_YOUR OBJECTIVE_
Reproduce verbatim the part of the data that opens with the line containing "Exercise. Point out the multi-story" and closes with the final line of the data, including both of those lines.

_DATA RECORDS_
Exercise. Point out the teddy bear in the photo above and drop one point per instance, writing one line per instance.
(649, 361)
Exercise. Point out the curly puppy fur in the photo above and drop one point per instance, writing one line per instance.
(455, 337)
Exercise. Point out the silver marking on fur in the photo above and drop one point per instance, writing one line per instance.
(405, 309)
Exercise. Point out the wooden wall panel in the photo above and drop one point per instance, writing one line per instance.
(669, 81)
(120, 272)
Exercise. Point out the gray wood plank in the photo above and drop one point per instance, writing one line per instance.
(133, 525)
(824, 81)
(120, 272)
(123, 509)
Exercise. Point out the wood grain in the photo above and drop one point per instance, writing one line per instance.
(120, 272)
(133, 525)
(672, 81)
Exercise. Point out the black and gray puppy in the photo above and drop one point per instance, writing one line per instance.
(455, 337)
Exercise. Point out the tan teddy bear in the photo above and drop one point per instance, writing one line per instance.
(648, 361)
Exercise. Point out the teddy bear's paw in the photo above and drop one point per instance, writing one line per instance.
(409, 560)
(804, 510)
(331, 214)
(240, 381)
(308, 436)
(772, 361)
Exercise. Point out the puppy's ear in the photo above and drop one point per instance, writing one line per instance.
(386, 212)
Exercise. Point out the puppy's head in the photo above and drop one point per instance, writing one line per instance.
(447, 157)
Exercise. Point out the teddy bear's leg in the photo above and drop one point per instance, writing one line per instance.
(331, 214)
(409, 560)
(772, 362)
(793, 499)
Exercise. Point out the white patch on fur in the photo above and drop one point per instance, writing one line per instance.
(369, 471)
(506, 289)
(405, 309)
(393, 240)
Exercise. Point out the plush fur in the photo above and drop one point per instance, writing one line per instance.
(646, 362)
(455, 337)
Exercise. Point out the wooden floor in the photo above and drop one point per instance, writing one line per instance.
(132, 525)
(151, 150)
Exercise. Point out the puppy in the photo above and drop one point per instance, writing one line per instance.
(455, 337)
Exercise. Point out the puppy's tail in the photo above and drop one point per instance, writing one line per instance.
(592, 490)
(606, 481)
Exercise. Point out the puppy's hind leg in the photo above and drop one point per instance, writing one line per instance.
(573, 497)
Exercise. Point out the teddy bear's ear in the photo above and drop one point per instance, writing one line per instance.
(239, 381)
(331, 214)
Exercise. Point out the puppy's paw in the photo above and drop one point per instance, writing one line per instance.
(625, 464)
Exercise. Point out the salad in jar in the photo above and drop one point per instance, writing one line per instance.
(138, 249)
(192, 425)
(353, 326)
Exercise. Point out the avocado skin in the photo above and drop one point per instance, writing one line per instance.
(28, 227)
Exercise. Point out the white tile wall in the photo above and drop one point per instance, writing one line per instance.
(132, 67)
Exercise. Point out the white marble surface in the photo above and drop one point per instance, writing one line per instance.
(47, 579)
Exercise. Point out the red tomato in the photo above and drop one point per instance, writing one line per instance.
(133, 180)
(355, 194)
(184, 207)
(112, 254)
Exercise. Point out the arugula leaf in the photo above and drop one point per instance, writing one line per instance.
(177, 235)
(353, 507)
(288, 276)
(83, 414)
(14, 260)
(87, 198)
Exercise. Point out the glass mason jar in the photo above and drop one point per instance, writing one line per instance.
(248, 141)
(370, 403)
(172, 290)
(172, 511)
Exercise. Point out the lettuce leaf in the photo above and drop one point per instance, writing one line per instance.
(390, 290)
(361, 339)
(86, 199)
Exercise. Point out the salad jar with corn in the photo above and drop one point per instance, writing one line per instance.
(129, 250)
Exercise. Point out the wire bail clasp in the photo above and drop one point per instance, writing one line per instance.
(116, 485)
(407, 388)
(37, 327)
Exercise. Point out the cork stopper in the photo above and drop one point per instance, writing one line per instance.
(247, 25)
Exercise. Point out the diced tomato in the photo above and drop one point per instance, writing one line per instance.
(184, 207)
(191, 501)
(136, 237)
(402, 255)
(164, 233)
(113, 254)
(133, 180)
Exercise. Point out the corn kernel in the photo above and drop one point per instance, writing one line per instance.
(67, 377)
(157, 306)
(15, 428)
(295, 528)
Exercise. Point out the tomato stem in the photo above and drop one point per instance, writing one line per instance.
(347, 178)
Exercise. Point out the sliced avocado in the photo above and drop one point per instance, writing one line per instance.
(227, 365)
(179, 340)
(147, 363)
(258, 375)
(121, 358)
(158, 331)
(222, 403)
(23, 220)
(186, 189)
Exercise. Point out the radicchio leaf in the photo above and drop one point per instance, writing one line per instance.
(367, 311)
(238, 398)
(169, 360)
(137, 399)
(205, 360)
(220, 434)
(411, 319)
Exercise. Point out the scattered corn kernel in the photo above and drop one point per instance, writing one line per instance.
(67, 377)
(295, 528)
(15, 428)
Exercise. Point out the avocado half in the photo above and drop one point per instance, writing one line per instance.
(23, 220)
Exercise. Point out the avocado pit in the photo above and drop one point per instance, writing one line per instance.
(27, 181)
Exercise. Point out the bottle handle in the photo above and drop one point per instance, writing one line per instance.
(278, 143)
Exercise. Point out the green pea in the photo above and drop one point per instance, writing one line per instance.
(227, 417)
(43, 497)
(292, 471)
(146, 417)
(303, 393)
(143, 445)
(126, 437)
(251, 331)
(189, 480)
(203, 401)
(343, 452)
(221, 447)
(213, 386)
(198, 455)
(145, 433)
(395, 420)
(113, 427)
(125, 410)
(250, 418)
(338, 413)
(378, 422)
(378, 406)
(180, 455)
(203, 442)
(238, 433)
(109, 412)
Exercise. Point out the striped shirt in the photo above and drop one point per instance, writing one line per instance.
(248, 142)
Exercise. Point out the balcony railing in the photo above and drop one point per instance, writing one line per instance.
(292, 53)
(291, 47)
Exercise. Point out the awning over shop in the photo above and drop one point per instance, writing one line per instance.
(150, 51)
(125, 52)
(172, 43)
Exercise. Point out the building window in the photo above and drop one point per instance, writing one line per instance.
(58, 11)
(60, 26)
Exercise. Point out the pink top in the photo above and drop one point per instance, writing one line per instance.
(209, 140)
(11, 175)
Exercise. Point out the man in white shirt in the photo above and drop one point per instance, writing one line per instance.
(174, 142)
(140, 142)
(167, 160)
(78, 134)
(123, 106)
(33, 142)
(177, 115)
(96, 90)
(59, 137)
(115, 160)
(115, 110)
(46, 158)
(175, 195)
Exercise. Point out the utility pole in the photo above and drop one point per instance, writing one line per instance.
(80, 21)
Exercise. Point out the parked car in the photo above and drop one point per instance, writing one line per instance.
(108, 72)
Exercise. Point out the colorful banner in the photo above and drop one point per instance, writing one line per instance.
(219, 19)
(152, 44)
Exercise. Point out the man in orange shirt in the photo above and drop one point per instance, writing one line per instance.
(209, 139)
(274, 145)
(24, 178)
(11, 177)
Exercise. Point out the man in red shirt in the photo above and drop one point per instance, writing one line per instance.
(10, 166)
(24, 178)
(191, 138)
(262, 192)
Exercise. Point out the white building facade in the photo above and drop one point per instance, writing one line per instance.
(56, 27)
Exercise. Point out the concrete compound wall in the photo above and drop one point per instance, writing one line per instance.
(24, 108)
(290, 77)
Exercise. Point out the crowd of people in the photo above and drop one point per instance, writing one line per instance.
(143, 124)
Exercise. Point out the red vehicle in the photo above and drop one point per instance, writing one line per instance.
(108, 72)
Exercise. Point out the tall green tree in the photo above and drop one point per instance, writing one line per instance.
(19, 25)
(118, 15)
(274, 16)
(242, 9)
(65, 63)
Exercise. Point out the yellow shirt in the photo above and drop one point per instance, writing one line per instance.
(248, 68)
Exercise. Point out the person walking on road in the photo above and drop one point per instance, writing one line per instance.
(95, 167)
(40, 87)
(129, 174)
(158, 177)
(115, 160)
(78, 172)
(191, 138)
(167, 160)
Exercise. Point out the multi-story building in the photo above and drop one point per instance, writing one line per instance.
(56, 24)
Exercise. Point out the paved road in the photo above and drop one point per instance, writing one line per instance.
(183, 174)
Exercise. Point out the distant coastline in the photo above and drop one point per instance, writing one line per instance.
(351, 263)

_RESPONSE_
Exercise. Point out the multi-story building in the photo above and drop one point per instance, writing one line per instance.
(56, 24)
Exercise. Point out the paved road in the photo above and drop one point per instance, writing one line per instance.
(183, 174)
Exercise. Point out the distant coastline in the photo above and drop one point per instance, writing one line per instance.
(351, 263)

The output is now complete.